§ **EXERCISE BRIEF**:
Transcribe each line exactly.

§ **MATERIALS PROVIDED**:

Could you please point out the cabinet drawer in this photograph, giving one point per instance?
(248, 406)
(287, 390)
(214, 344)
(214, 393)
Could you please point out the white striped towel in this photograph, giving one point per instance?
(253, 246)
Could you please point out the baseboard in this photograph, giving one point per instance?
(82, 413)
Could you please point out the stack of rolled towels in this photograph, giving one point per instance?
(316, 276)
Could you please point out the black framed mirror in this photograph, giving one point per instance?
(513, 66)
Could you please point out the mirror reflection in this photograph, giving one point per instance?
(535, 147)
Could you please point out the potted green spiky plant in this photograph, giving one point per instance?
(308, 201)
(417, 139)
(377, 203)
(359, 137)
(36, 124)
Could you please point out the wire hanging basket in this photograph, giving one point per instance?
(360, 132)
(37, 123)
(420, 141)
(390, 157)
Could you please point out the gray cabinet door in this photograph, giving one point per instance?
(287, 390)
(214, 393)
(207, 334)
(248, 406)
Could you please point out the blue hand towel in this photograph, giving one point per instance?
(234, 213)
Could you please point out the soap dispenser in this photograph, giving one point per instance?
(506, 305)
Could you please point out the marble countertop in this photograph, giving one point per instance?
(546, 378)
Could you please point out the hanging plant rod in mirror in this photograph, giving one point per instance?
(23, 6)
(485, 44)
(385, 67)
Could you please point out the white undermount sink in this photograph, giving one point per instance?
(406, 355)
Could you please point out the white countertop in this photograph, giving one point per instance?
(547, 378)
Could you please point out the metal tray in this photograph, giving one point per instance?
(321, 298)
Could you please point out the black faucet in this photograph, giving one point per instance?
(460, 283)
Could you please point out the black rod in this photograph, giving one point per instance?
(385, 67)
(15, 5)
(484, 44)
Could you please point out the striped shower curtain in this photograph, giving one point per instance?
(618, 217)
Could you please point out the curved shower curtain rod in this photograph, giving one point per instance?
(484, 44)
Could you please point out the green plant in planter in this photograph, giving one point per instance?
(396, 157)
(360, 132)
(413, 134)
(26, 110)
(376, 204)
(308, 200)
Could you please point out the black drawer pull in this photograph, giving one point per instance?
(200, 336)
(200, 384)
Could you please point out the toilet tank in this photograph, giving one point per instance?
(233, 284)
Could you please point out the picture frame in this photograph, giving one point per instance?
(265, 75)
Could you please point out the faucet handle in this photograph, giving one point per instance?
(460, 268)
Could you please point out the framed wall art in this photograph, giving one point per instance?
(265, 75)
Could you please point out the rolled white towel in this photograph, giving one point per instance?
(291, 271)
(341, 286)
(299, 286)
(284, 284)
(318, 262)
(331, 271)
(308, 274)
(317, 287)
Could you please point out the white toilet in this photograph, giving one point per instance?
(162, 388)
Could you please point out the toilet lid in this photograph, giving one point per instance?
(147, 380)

§ **SOLUTION FOR THIS EXERCISE**:
Could you please point out the cabinet drawer in this photograph, giving one point per instance?
(248, 406)
(287, 390)
(214, 344)
(214, 393)
Could you please point out the white striped towel in this photograph, giving one point per instance?
(253, 246)
Could you please point out the baseboard in this photograph, giving one point per instance?
(82, 413)
Could you please point out the stack of rolled towels in this photograph, giving one point per instance?
(316, 276)
Could you please point out the black framed mirror in this photograph, giving one point per instance?
(513, 66)
Could you please point out the mirror reflection in this photograph, giving one point per instance?
(535, 147)
Could you please point out the potted green spiky plant in this photograph, giving one point per instance?
(308, 201)
(417, 139)
(377, 203)
(359, 137)
(36, 124)
Could you please point out the wire hanging basket in this photograph, giving one point per instance?
(360, 132)
(37, 123)
(420, 141)
(390, 157)
Could you please point out the gray cabinet door in this photograph, giving one point per instance?
(287, 390)
(214, 393)
(207, 334)
(248, 406)
Could you please point out the blue hand towel in this photograph, giving one point per instance?
(234, 213)
Could you please point out the soap dispenser in this photograph, giving one point per instance?
(506, 305)
Could you please point out the marble countertop in this photograph, giving one point per instance?
(546, 378)
Could you please point out the hanging plant rod in mirror in this photograph, giving one point per instance?
(23, 6)
(485, 44)
(385, 67)
Could you please point out the white undermount sink in this photograph, giving one point per instance?
(406, 355)
Could you please point out the white countertop in this photograph, giving one point per instance?
(547, 378)
Could you please point out the metal tray in this photograph, giving one point per instance?
(321, 298)
Could you please point out the black faucet in this photograph, giving one point per instance?
(460, 283)
Could you please point out the black rod in this photograph, giving one point per instance?
(385, 67)
(15, 5)
(484, 44)
Could you please point out the striped shower curtain in this photograph, giving one point per instance?
(618, 217)
Could you please point out the curved shower curtain rod in this photograph, giving one point per instance?
(484, 44)
Could you please point out the green plant in planter in this photograph, giving one point per instance?
(396, 157)
(360, 132)
(413, 134)
(26, 110)
(376, 204)
(308, 200)
Could you please point out the black drawer pull in this photograph, giving one point per instance?
(200, 336)
(200, 384)
Could you please point out the toilet tank in this photograph, giving one point per instance?
(233, 284)
Could you please point out the picture frame in this photograph, giving one point per instance?
(265, 75)
Could you please point out the faucet handle in this photograph, giving one point per instance?
(460, 268)
Could you please point out the framed wall art in this photograph, giving one point per instance?
(265, 75)
Could you please point out the rolled white towel in this photograph, giving one point per instance?
(291, 271)
(341, 286)
(299, 286)
(284, 284)
(318, 262)
(331, 271)
(308, 274)
(317, 287)
Could you please point out the white toilet in this photograph, giving one point per instance?
(162, 388)
Could you please point out the toilet lid in this photograph, giving one point per instance?
(147, 380)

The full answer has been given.